━━ RECORDS SHOWN

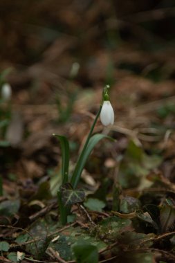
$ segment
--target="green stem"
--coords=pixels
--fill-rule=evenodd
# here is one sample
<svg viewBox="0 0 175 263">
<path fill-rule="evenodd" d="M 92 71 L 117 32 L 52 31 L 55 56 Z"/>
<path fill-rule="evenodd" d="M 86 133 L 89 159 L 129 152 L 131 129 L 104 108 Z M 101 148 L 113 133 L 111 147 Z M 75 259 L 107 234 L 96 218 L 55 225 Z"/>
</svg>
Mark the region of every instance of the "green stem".
<svg viewBox="0 0 175 263">
<path fill-rule="evenodd" d="M 75 167 L 75 170 L 73 171 L 73 175 L 72 175 L 72 178 L 71 178 L 71 185 L 73 185 L 73 188 L 74 189 L 75 189 L 77 188 L 77 185 L 78 184 L 78 182 L 79 182 L 79 180 L 80 180 L 80 176 L 81 176 L 81 174 L 82 174 L 82 171 L 80 170 L 79 169 L 79 166 L 80 166 L 80 163 L 81 163 L 82 162 L 82 158 L 83 158 L 83 156 L 84 154 L 84 152 L 86 149 L 86 147 L 88 146 L 88 143 L 89 142 L 89 140 L 91 137 L 91 135 L 92 135 L 92 133 L 93 133 L 93 129 L 94 129 L 94 127 L 97 123 L 97 120 L 98 120 L 98 118 L 100 114 L 100 112 L 101 112 L 101 110 L 102 110 L 102 105 L 101 105 L 100 108 L 99 108 L 99 110 L 97 113 L 97 115 L 96 115 L 96 117 L 93 123 L 93 125 L 91 126 L 91 128 L 90 129 L 90 132 L 89 132 L 89 134 L 87 136 L 87 138 L 86 138 L 86 143 L 84 143 L 84 147 L 82 149 L 82 151 L 80 154 L 80 155 L 79 156 L 79 158 L 78 158 L 78 160 L 77 161 L 77 164 L 76 164 L 76 166 Z"/>
<path fill-rule="evenodd" d="M 57 192 L 57 201 L 59 204 L 59 211 L 60 213 L 60 222 L 64 226 L 67 223 L 67 208 L 62 203 L 62 195 L 59 191 Z"/>
<path fill-rule="evenodd" d="M 3 196 L 3 179 L 0 175 L 0 197 Z"/>
</svg>

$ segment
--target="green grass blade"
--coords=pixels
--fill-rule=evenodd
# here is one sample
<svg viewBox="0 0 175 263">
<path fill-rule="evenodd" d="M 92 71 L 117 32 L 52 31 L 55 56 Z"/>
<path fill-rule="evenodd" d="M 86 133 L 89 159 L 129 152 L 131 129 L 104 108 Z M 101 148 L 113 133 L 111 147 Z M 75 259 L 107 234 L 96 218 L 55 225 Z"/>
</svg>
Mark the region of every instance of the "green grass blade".
<svg viewBox="0 0 175 263">
<path fill-rule="evenodd" d="M 64 226 L 67 223 L 68 208 L 62 203 L 62 195 L 59 191 L 57 192 L 57 202 L 60 213 L 60 222 L 62 225 Z"/>
<path fill-rule="evenodd" d="M 53 134 L 56 136 L 61 145 L 62 149 L 62 183 L 67 183 L 68 181 L 68 166 L 69 166 L 69 143 L 66 137 L 62 135 Z"/>
<path fill-rule="evenodd" d="M 74 189 L 75 189 L 77 185 L 83 168 L 88 157 L 91 154 L 91 152 L 92 152 L 95 145 L 104 138 L 113 140 L 111 137 L 107 136 L 107 135 L 96 134 L 90 138 L 86 148 L 84 152 L 82 152 L 81 155 L 80 156 L 71 181 L 71 185 Z"/>
</svg>

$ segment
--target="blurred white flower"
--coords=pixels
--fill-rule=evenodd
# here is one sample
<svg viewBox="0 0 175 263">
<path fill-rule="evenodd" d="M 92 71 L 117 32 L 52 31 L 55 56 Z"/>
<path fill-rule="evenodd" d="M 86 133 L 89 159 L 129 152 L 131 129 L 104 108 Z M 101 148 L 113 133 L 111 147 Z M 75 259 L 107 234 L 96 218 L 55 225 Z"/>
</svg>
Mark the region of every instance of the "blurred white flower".
<svg viewBox="0 0 175 263">
<path fill-rule="evenodd" d="M 104 100 L 100 113 L 100 120 L 103 125 L 113 125 L 114 122 L 114 112 L 109 100 Z"/>
<path fill-rule="evenodd" d="M 1 87 L 1 98 L 4 100 L 9 100 L 12 97 L 12 88 L 8 83 L 4 83 Z"/>
</svg>

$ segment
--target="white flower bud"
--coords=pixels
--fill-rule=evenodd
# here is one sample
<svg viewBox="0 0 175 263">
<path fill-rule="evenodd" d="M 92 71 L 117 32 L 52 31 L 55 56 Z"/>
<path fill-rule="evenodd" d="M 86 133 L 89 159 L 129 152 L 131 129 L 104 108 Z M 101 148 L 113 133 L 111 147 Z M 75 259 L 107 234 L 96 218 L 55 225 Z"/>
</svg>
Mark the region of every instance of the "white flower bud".
<svg viewBox="0 0 175 263">
<path fill-rule="evenodd" d="M 103 125 L 113 124 L 114 112 L 109 100 L 104 100 L 100 113 L 100 120 Z"/>
<path fill-rule="evenodd" d="M 8 83 L 4 83 L 1 87 L 1 97 L 4 100 L 10 100 L 12 96 L 12 88 Z"/>
</svg>

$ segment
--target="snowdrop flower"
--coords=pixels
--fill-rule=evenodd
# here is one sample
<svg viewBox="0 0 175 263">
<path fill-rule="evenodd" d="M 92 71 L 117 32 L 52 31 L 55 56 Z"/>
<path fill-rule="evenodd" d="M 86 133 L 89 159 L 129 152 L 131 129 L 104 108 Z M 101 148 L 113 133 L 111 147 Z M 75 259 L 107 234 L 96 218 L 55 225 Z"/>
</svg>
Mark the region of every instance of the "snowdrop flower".
<svg viewBox="0 0 175 263">
<path fill-rule="evenodd" d="M 8 83 L 4 83 L 1 87 L 1 97 L 4 100 L 10 100 L 12 96 L 12 88 Z"/>
<path fill-rule="evenodd" d="M 100 113 L 100 120 L 103 125 L 107 126 L 113 125 L 114 122 L 114 112 L 109 100 L 103 102 L 102 111 Z"/>
</svg>

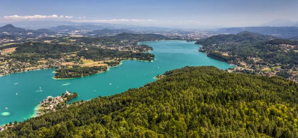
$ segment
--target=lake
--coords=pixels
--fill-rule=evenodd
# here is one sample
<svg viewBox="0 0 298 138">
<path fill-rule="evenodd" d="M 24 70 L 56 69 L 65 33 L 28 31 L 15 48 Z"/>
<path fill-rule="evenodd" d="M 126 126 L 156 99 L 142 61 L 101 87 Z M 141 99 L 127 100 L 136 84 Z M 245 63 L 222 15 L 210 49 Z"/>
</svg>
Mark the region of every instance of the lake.
<svg viewBox="0 0 298 138">
<path fill-rule="evenodd" d="M 208 57 L 198 51 L 194 42 L 164 41 L 141 43 L 152 46 L 153 62 L 124 60 L 108 71 L 66 80 L 55 80 L 54 69 L 15 73 L 0 77 L 0 125 L 23 121 L 35 114 L 34 108 L 48 96 L 61 95 L 65 91 L 76 92 L 75 100 L 88 100 L 123 92 L 155 80 L 166 71 L 185 66 L 214 66 L 225 69 L 233 66 Z"/>
</svg>

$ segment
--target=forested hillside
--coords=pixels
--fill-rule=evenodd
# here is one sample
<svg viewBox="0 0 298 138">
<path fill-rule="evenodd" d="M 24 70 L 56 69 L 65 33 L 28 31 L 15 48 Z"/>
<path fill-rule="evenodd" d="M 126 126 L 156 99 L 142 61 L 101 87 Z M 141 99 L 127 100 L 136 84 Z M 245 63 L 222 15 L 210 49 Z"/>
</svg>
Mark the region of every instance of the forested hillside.
<svg viewBox="0 0 298 138">
<path fill-rule="evenodd" d="M 298 137 L 297 83 L 213 67 L 165 75 L 139 89 L 30 119 L 0 137 Z"/>
<path fill-rule="evenodd" d="M 248 32 L 220 35 L 196 43 L 208 56 L 240 67 L 234 71 L 279 75 L 298 81 L 298 41 Z"/>
</svg>

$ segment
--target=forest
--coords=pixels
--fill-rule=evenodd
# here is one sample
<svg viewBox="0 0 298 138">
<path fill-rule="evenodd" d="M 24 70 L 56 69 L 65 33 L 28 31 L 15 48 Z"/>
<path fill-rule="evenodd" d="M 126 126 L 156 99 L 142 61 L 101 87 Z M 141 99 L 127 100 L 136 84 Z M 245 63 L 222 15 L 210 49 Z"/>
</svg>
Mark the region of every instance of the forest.
<svg viewBox="0 0 298 138">
<path fill-rule="evenodd" d="M 108 69 L 105 66 L 93 67 L 79 67 L 73 66 L 72 68 L 64 68 L 57 69 L 54 78 L 56 79 L 74 78 L 90 76 Z"/>
<path fill-rule="evenodd" d="M 280 63 L 282 65 L 298 64 L 296 48 L 282 47 L 280 45 L 298 45 L 298 41 L 275 39 L 272 37 L 248 32 L 236 35 L 220 35 L 199 40 L 200 49 L 208 56 L 224 61 L 236 63 L 239 59 L 250 63 L 248 57 L 261 58 L 265 63 Z M 223 54 L 227 53 L 228 56 Z"/>
<path fill-rule="evenodd" d="M 151 61 L 154 59 L 154 54 L 149 53 L 134 53 L 132 51 L 118 51 L 97 47 L 90 47 L 88 50 L 80 51 L 77 53 L 77 55 L 97 61 L 109 60 L 114 58 L 137 58 Z"/>
<path fill-rule="evenodd" d="M 298 137 L 293 81 L 214 67 L 164 75 L 140 88 L 15 122 L 0 137 Z"/>
</svg>

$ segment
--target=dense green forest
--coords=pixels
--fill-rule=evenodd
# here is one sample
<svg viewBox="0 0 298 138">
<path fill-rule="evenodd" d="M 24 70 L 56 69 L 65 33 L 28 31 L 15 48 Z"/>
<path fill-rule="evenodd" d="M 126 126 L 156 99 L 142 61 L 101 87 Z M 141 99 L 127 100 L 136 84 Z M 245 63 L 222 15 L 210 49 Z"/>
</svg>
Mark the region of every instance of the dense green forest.
<svg viewBox="0 0 298 138">
<path fill-rule="evenodd" d="M 196 44 L 203 46 L 200 51 L 207 52 L 208 55 L 234 64 L 240 59 L 251 62 L 248 57 L 255 57 L 261 58 L 265 63 L 298 64 L 298 52 L 294 51 L 295 49 L 279 46 L 297 45 L 298 41 L 273 39 L 268 36 L 243 32 L 236 35 L 211 37 L 199 40 Z M 223 52 L 227 53 L 229 56 L 223 54 Z"/>
<path fill-rule="evenodd" d="M 73 68 L 57 69 L 54 77 L 57 79 L 74 78 L 89 76 L 107 70 L 106 66 L 83 67 L 73 66 Z"/>
<path fill-rule="evenodd" d="M 298 137 L 297 83 L 213 67 L 164 75 L 142 88 L 30 119 L 0 137 Z"/>
<path fill-rule="evenodd" d="M 132 51 L 118 51 L 97 47 L 90 47 L 88 50 L 79 51 L 79 56 L 94 60 L 111 59 L 113 58 L 137 58 L 140 60 L 151 61 L 154 59 L 154 54 L 149 53 L 134 53 Z"/>
</svg>

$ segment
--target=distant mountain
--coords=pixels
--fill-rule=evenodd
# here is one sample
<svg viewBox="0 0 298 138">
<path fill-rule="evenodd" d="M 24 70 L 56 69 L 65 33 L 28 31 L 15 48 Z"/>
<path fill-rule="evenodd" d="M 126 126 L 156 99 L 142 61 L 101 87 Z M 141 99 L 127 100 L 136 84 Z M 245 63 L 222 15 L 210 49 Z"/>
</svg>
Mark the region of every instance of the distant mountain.
<svg viewBox="0 0 298 138">
<path fill-rule="evenodd" d="M 284 27 L 295 26 L 298 22 L 293 22 L 285 19 L 276 19 L 262 24 L 260 26 Z"/>
<path fill-rule="evenodd" d="M 2 27 L 0 27 L 0 33 L 3 32 L 25 32 L 26 29 L 21 28 L 14 27 L 12 24 L 5 25 Z"/>
<path fill-rule="evenodd" d="M 203 46 L 211 46 L 217 44 L 247 44 L 255 43 L 273 38 L 272 36 L 261 35 L 249 32 L 242 32 L 237 34 L 218 35 L 198 40 L 196 44 Z"/>
<path fill-rule="evenodd" d="M 35 30 L 34 32 L 43 33 L 53 33 L 55 32 L 54 31 L 51 31 L 48 29 L 39 29 Z"/>
<path fill-rule="evenodd" d="M 71 32 L 73 31 L 81 30 L 78 26 L 69 26 L 69 25 L 60 25 L 57 27 L 51 27 L 49 30 L 57 32 Z"/>
<path fill-rule="evenodd" d="M 166 37 L 163 35 L 154 34 L 132 34 L 128 33 L 122 33 L 109 37 L 122 40 L 136 40 L 139 41 L 156 41 L 166 39 Z"/>
<path fill-rule="evenodd" d="M 0 26 L 11 24 L 14 26 L 26 29 L 37 30 L 39 29 L 50 28 L 60 25 L 79 25 L 80 23 L 70 21 L 22 21 L 9 23 L 0 23 Z"/>
<path fill-rule="evenodd" d="M 121 33 L 133 33 L 133 31 L 127 29 L 111 30 L 108 29 L 104 29 L 88 32 L 87 33 L 86 33 L 85 35 L 89 36 L 106 36 L 111 35 L 116 35 Z"/>
<path fill-rule="evenodd" d="M 298 36 L 292 37 L 292 38 L 290 38 L 289 39 L 290 39 L 290 40 L 298 40 Z"/>
<path fill-rule="evenodd" d="M 282 38 L 289 38 L 298 36 L 298 27 L 248 27 L 224 28 L 219 29 L 217 33 L 237 34 L 249 31 L 264 35 L 271 35 Z"/>
</svg>

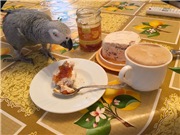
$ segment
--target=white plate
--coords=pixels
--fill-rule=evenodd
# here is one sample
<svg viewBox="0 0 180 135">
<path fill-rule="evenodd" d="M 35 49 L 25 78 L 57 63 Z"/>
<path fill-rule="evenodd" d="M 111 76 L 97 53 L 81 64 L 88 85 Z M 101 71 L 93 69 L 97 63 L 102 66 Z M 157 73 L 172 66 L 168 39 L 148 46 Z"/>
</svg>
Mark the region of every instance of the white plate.
<svg viewBox="0 0 180 135">
<path fill-rule="evenodd" d="M 70 58 L 65 59 L 75 64 L 74 70 L 77 74 L 76 81 L 79 87 L 91 84 L 107 84 L 108 78 L 104 69 L 90 60 Z M 61 97 L 53 94 L 52 76 L 58 66 L 65 60 L 54 62 L 43 68 L 33 78 L 30 85 L 30 97 L 41 109 L 53 113 L 72 113 L 89 107 L 98 101 L 104 94 L 105 89 L 89 90 L 82 89 L 78 95 L 73 97 Z"/>
</svg>

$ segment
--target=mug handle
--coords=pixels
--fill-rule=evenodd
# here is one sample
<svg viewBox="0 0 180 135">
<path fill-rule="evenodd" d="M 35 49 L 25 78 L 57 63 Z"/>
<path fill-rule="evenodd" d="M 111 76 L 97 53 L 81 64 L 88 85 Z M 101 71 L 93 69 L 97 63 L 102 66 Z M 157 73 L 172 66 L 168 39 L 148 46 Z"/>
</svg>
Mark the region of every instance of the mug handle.
<svg viewBox="0 0 180 135">
<path fill-rule="evenodd" d="M 129 66 L 129 65 L 124 66 L 119 72 L 119 78 L 120 78 L 120 80 L 122 80 L 122 82 L 125 82 L 131 86 L 130 81 L 128 80 L 128 78 L 126 78 L 126 73 L 130 70 L 132 70 L 131 66 Z"/>
</svg>

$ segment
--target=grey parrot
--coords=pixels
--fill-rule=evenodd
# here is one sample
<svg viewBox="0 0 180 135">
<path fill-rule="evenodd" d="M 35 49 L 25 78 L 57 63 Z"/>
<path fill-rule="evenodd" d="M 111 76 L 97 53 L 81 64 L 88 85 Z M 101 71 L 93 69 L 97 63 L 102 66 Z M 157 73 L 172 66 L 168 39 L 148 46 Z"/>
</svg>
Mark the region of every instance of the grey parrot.
<svg viewBox="0 0 180 135">
<path fill-rule="evenodd" d="M 41 52 L 52 60 L 47 44 L 60 44 L 61 46 L 72 49 L 73 42 L 70 38 L 70 29 L 62 22 L 51 20 L 43 12 L 35 9 L 16 9 L 8 11 L 3 19 L 3 32 L 7 42 L 16 51 L 17 57 L 5 59 L 5 61 L 24 61 L 33 63 L 31 58 L 21 54 L 24 46 L 41 44 Z"/>
</svg>

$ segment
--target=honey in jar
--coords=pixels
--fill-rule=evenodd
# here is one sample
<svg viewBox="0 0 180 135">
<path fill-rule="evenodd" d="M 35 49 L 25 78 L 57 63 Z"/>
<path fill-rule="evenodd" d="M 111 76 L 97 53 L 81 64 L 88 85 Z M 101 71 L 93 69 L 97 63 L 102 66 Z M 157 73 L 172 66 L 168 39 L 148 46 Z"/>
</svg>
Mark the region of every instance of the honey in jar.
<svg viewBox="0 0 180 135">
<path fill-rule="evenodd" d="M 88 52 L 97 51 L 102 43 L 100 10 L 78 9 L 76 15 L 80 48 Z"/>
</svg>

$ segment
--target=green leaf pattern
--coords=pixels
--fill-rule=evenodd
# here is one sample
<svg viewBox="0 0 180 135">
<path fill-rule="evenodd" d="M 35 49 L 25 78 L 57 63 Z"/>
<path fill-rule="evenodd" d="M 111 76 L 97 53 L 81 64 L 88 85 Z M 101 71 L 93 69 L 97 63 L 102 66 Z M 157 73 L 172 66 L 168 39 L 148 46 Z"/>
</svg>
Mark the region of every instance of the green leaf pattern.
<svg viewBox="0 0 180 135">
<path fill-rule="evenodd" d="M 88 112 L 75 122 L 75 124 L 88 129 L 87 135 L 108 135 L 111 130 L 110 120 L 112 119 L 117 119 L 126 127 L 134 127 L 118 116 L 116 109 L 125 108 L 133 102 L 140 102 L 139 100 L 123 94 L 116 96 L 111 104 L 106 103 L 103 98 L 102 101 L 97 101 L 88 107 Z"/>
</svg>

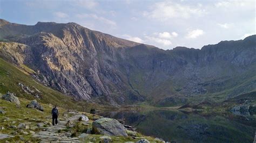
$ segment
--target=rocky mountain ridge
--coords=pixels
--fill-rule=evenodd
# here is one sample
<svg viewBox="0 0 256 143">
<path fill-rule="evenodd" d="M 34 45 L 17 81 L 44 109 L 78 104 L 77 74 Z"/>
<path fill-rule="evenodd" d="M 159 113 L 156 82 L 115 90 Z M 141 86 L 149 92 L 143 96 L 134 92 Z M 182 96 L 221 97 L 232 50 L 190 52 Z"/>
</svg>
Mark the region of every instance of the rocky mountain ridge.
<svg viewBox="0 0 256 143">
<path fill-rule="evenodd" d="M 1 20 L 0 39 L 1 58 L 27 66 L 45 84 L 77 99 L 169 106 L 218 102 L 256 89 L 256 35 L 164 51 L 75 23 Z"/>
</svg>

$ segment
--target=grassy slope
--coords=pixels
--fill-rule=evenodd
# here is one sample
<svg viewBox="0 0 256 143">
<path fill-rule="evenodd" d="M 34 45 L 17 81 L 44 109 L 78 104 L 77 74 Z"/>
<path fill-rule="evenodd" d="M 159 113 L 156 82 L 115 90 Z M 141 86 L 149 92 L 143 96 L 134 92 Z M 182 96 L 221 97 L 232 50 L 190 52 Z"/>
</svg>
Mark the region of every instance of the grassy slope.
<svg viewBox="0 0 256 143">
<path fill-rule="evenodd" d="M 1 133 L 8 134 L 14 136 L 14 138 L 6 138 L 4 140 L 8 140 L 9 141 L 14 142 L 17 141 L 21 141 L 21 137 L 24 139 L 24 141 L 30 141 L 37 142 L 39 141 L 38 139 L 32 137 L 32 134 L 29 133 L 29 131 L 33 131 L 31 129 L 25 130 L 22 129 L 14 129 L 9 127 L 10 125 L 14 125 L 18 126 L 21 123 L 27 123 L 30 124 L 29 126 L 31 127 L 36 126 L 38 123 L 42 123 L 48 121 L 49 123 L 51 122 L 51 111 L 52 108 L 52 105 L 49 104 L 41 104 L 44 108 L 43 112 L 39 111 L 35 109 L 30 109 L 26 108 L 26 105 L 30 103 L 30 101 L 19 98 L 21 101 L 21 108 L 17 108 L 15 104 L 8 102 L 7 101 L 0 99 L 0 105 L 1 108 L 4 108 L 6 113 L 4 115 L 0 114 L 0 127 L 4 127 L 4 129 L 1 130 Z M 60 112 L 60 117 L 58 118 L 59 120 L 63 120 L 64 115 L 66 114 L 68 116 L 71 116 L 72 115 L 69 114 L 66 110 L 63 108 L 59 108 Z M 73 128 L 67 128 L 65 130 L 59 130 L 59 132 L 65 132 L 69 130 L 71 131 L 71 133 L 73 136 L 76 137 L 79 134 L 86 132 L 87 128 L 92 128 L 92 124 L 93 122 L 92 119 L 93 118 L 98 117 L 97 115 L 92 115 L 86 112 L 80 112 L 87 116 L 90 120 L 88 126 L 82 125 L 82 124 L 78 123 Z M 8 117 L 9 119 L 6 119 Z M 36 128 L 33 130 L 34 132 L 37 132 L 40 130 L 39 128 Z M 28 132 L 28 134 L 24 134 L 24 132 Z M 150 137 L 145 137 L 138 133 L 138 137 L 142 137 L 147 140 L 153 141 L 154 138 Z M 99 137 L 103 135 L 90 134 L 88 137 L 85 139 L 86 142 L 89 141 L 93 141 L 95 142 L 99 142 L 100 140 Z M 115 142 L 124 142 L 125 141 L 138 141 L 138 139 L 134 139 L 131 137 L 111 137 L 112 140 Z M 4 140 L 1 140 L 3 141 Z M 0 142 L 1 142 L 0 141 Z M 84 142 L 84 141 L 83 141 Z"/>
<path fill-rule="evenodd" d="M 33 96 L 26 94 L 18 86 L 18 83 L 21 82 L 29 87 L 33 86 L 42 92 L 42 99 L 37 99 L 41 103 L 57 104 L 65 109 L 83 111 L 89 111 L 92 106 L 97 107 L 93 104 L 74 101 L 71 97 L 43 85 L 30 75 L 29 73 L 33 72 L 32 70 L 24 66 L 22 67 L 24 70 L 0 58 L 0 94 L 4 95 L 10 91 L 16 94 L 17 97 L 34 99 Z"/>
</svg>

━━━━

Filter the records above down to the lines that contain the string "forested", matching case exactly, and copy each such line.

ANSWER IN FULL:
--target=forested hillside
Mark the region of every instance of the forested hillside.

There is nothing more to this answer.